» **Input for this task**
····················
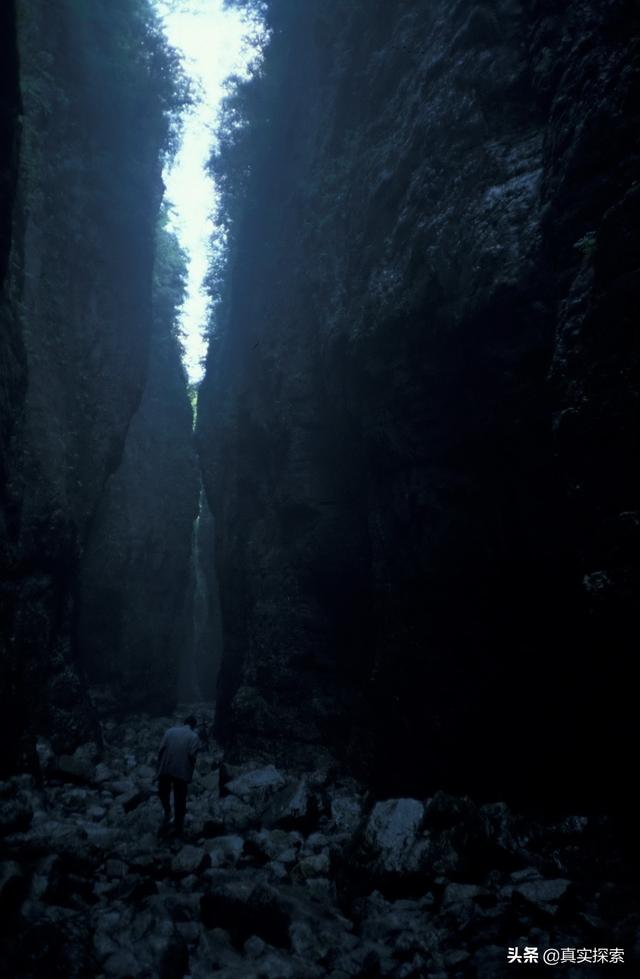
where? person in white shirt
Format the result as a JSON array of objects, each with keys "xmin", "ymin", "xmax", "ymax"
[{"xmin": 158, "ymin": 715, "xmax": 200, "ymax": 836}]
····················
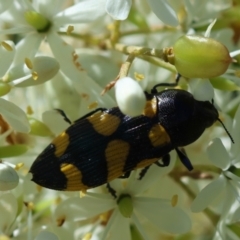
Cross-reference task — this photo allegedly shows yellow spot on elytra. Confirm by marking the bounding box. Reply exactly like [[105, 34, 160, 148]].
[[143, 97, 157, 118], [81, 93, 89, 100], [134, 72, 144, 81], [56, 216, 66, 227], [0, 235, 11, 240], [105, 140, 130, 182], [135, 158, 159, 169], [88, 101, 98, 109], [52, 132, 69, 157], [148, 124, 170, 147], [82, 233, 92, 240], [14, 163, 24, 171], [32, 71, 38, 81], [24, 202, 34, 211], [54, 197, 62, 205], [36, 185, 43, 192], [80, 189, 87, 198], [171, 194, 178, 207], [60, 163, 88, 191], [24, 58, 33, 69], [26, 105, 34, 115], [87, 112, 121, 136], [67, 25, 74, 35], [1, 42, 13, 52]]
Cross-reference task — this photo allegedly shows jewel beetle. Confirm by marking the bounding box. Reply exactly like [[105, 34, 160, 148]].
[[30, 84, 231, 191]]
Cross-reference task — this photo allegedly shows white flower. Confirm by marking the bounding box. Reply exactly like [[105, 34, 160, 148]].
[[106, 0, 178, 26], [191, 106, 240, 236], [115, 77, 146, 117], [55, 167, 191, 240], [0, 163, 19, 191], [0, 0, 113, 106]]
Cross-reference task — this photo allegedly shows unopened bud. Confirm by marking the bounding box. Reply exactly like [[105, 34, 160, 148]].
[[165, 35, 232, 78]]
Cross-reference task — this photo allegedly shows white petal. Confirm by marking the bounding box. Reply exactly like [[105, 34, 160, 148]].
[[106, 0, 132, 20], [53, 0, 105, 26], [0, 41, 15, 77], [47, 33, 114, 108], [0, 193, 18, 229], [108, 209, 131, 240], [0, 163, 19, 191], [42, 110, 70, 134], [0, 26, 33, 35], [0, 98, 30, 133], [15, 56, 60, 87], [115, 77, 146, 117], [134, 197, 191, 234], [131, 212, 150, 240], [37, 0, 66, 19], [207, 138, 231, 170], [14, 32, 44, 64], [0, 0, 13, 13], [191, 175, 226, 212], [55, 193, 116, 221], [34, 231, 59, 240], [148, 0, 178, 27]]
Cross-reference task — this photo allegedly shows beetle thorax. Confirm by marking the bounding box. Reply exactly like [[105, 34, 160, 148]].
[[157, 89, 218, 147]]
····················
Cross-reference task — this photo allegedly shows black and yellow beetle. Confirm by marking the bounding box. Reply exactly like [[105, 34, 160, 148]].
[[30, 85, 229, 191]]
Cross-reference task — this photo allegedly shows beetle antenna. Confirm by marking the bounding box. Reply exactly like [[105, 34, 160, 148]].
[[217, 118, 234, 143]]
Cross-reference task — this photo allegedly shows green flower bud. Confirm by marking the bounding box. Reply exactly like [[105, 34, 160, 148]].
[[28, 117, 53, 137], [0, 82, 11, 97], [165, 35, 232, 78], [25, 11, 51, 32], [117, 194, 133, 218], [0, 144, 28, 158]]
····················
» **Problem description**
Update the rows from the line containing "Cross-reference task — this photo allegedly shows unopened" through the line containing "[[157, 89, 218, 147]]" by replacing "allegedly" with "reportedly" and keeping everything else the same. Return only those lines.

» **Answer for this exercise**
Cross-reference task — this photo reportedly shows unopened bud. Confirm by marking the bounding box. Reply exactly like [[105, 34, 160, 148]].
[[165, 35, 232, 78]]
Cross-reference task — this photo reportedly shows white petal. Confirm by marking the bounding box. Reply exactly like [[105, 34, 160, 148]].
[[106, 0, 132, 20], [53, 0, 105, 26], [0, 41, 15, 77], [47, 33, 114, 108], [0, 193, 18, 229], [108, 209, 131, 240], [0, 163, 19, 191], [42, 110, 70, 134], [0, 26, 33, 35], [0, 98, 30, 133], [15, 56, 60, 87], [115, 77, 146, 117], [134, 197, 191, 234], [131, 212, 150, 240], [37, 0, 66, 19], [207, 138, 231, 170], [14, 32, 44, 64], [0, 0, 13, 13], [191, 175, 226, 212], [55, 193, 116, 221], [34, 231, 59, 240], [148, 0, 178, 27]]
Cross-reference task — this photo reportedly shows beetle thorax. Confirm by marking the bounding box. Reply exactly like [[105, 34, 160, 148]].
[[157, 89, 218, 147]]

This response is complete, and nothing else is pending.